(SELECTED PASSAGE):

---*---

In summary, curcumin has following activities:

• a cancer preventative
• the greatest antioxidant
• an anti-inflammatory agent in the management of osteoarthritis and rheumatoid arthritis
• endurance increasing
• cholesterol lowering
• liver protecting

It can be used in the following conditions:

• Altzheimer disease
• Crohn's disease and ulcerative colitis
• Alcoholic liver disease
• Prevention of cancer

Altzheimer Disease

Experiments on mice genetically engineered to express human amyloid-beta protein (and that develop a condition resembling Alzheimer's) show a delayed onset with curcumin supplementation, but an accelerated onset if they take too much. Curcumin, like most antioxidants, becomes a pro-oxidant if taken at excessive levels.

Crohn's and ulcerative colitis

The National Institutes of Health estimates that some two million Americans suffer from IBD, which is of unknown origin, but thought to be caused by a combination of genetic, environmental, and immunologic factors. The two debilitating illnesses are characterised by chronic recurrent ulceration of the bowel, abdominal pain, digestive problems, diarrhoea or constipation.

Curcumin's anti-inflammatory properties have already been recognised, while its role in the reduction of colonic cancer in animal models has also been established.

Although effective, current available agents are expensive and not without side effects, say the researchers, led by B. Salh, at the Jack Bell Research Centre at the Vancouver General Hospital, in Vancouver, British Columbia, Canada. Consequently, they suggest there is a need for alternative agents that may be equally or more effective as well as being cheaper.

The researchers used the dinitrobenzene sulfuric acid (DNB) murine model of colitis, which has been previously validated. Seven-week-old mice had inflammation induced with instillation of 100 ¦Ìl of DNB (60 mg/ml) in 50 per cent ethanol with control animals receiving 100 ¦Ìl of 50 per cent ethanol alone. After this, they were kept in position for 30 seconds before being returned to their cages.

On day 5, post-induction was conducted for evaluation of the colitis. Test groups of five mice had curcumin added to their diet at a concentration of 0.25 per cent beginning five days before the DNB instillation. Animals were weighed daily after induction of colitis.

---*---

(ENTRIES SUPPLIED):
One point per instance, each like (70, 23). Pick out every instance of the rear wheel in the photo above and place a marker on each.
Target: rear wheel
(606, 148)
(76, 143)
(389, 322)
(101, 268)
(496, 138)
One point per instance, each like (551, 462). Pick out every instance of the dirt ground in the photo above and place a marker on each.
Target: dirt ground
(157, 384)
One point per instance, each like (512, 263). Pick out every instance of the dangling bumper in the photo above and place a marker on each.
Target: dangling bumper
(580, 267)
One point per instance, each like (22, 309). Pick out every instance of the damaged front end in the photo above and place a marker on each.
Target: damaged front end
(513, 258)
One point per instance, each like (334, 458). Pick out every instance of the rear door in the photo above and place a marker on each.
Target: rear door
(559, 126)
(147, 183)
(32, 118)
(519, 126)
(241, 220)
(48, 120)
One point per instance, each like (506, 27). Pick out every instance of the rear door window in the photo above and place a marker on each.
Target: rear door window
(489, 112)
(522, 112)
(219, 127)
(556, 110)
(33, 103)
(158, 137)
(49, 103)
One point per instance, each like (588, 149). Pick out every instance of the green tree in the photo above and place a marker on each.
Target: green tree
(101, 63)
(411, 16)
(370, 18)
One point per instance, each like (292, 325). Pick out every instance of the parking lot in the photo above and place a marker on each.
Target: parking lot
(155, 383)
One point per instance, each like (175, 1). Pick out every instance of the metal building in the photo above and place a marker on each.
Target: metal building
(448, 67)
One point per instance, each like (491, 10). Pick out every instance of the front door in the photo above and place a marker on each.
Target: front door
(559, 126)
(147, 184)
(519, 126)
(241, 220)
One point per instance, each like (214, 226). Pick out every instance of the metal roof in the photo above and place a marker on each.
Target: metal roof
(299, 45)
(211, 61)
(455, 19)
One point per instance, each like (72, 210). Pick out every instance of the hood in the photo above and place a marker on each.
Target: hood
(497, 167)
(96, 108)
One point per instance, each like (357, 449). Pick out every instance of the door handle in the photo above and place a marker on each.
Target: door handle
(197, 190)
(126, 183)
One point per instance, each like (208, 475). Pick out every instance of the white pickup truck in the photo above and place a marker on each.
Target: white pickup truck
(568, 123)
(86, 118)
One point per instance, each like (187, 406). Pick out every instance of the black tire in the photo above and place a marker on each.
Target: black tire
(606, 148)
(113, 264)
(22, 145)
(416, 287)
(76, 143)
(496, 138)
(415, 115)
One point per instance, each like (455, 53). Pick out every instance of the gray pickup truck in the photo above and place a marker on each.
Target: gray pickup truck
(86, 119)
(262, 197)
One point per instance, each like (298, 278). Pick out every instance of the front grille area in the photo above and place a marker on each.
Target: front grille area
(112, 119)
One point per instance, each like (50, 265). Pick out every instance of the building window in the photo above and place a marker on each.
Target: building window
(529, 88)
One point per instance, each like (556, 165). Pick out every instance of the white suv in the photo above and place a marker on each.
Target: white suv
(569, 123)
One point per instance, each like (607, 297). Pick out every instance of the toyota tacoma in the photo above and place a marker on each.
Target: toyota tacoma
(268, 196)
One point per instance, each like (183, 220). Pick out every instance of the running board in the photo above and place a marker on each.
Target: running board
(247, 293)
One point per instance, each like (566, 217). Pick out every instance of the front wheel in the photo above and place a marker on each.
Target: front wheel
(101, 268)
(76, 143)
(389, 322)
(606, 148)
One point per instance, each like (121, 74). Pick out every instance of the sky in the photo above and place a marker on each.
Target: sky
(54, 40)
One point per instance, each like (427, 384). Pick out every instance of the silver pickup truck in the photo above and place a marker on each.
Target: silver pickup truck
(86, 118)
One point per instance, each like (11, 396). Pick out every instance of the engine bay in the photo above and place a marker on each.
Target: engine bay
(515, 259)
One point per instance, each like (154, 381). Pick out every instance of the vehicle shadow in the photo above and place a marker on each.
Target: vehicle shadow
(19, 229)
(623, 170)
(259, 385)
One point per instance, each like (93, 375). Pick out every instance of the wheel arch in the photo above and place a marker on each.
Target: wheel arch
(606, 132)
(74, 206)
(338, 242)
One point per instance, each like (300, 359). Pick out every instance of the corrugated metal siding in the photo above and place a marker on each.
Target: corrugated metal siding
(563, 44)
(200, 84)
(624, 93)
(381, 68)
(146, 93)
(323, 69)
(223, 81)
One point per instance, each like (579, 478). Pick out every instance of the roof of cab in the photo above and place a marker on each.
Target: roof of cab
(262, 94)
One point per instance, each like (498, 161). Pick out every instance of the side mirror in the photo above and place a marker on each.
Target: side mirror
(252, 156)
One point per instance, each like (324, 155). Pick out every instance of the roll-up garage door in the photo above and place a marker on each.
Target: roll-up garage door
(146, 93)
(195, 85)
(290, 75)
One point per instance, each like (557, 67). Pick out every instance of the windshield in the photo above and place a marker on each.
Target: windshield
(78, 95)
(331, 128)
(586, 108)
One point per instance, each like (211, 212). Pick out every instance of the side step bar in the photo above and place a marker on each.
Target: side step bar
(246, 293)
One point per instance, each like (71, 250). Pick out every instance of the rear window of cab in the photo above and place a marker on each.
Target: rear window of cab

---*---

(PROBLEM A): List every activity of curcumin that the curcumin text names in its opening summary.
(PROBLEM B): Rewrite the part of the curcumin text starting with "The researchers used" and going on through "induction of colitis.", putting "enclosures" in place of "cages".
The records have no connection to the text about curcumin.

(TASK ANSWER A):
- a cancer preventative
- the greatest antioxidant
- an anti-inflammatory agent in the management of osteoarthritis and rheumatoid arthritis
- endurance increasing
- cholesterol lowering
- liver protecting

(TASK ANSWER B):
The researchers used the dinitrobenzene sulfuric acid (DNB) murine model of colitis, which has been previously validated. Seven-week-old mice had inflammation induced with instillation of 100 ¦Ìl of DNB (60 mg/ml) in 50 per cent ethanol with control animals receiving 100 ¦Ìl of 50 per cent ethanol alone. After this, they were kept in position for 30 seconds before being returned to their enclosures.

On day 5, post-induction was conducted for evaluation of the colitis. Test groups of five mice had curcumin added to their diet at a concentration of 0.25 per cent beginning five days before the DNB instillation. Animals were weighed daily after induction of colitis.